-- Stated problem --
Revise the entries in the stretch from the line containing "Would you mind pinning the windshield" through the end of the entries, putting "occurrence" wherever "instance" appears and keeping everything else unchanged.

[start Source material]

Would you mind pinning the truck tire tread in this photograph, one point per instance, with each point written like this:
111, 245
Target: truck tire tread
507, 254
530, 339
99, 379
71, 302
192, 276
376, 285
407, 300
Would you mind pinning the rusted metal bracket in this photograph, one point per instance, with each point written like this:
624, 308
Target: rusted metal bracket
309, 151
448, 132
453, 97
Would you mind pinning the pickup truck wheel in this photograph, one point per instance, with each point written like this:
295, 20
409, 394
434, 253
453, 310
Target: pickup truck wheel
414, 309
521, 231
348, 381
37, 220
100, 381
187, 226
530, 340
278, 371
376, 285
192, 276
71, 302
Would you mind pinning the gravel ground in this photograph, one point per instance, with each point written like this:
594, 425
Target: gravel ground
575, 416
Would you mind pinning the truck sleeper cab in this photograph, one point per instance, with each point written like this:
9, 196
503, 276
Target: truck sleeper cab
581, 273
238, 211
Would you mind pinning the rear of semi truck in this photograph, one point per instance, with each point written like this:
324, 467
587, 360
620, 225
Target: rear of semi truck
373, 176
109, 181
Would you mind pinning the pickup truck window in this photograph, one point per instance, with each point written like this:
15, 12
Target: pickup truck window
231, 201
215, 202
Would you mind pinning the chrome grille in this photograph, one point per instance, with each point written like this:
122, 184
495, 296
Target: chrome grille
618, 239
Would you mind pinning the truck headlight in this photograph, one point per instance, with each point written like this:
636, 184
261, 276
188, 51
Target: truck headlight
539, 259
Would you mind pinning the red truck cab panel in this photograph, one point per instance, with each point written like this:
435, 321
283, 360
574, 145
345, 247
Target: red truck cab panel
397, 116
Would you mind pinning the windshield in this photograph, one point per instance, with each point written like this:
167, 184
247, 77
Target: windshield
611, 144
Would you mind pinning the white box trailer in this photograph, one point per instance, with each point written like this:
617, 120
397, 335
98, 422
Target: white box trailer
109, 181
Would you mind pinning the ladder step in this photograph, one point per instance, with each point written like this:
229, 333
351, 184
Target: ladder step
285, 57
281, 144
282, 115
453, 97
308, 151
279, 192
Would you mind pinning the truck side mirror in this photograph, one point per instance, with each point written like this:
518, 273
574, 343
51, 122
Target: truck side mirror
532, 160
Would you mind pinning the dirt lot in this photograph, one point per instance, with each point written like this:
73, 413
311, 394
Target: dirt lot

[end Source material]

-- Response for this exercise --
Would you mind pinning the windshield in this photograph, one point per occurrence, with each point written like this:
167, 184
247, 77
Target: windshield
611, 144
Would you mind pinning the white box trailer in this photograph, one point per occurrence, with each point written like this:
617, 120
397, 335
98, 422
Target: white box trailer
109, 181
Would you mind pinning the ladder step in this photograph, one point per occurrence, with each point written like this:
229, 333
351, 184
Target: ladder step
285, 57
281, 144
282, 115
453, 97
308, 151
279, 192
Would you mind pinning the truck side mirror in this photograph, one point per occurrence, with each point written like this:
518, 273
574, 343
51, 122
Target: truck side mirror
532, 160
Would you mind pinning the dirt lot in this photograph, one point per occurrence, with each point written like this:
73, 413
311, 394
Target: dirt lot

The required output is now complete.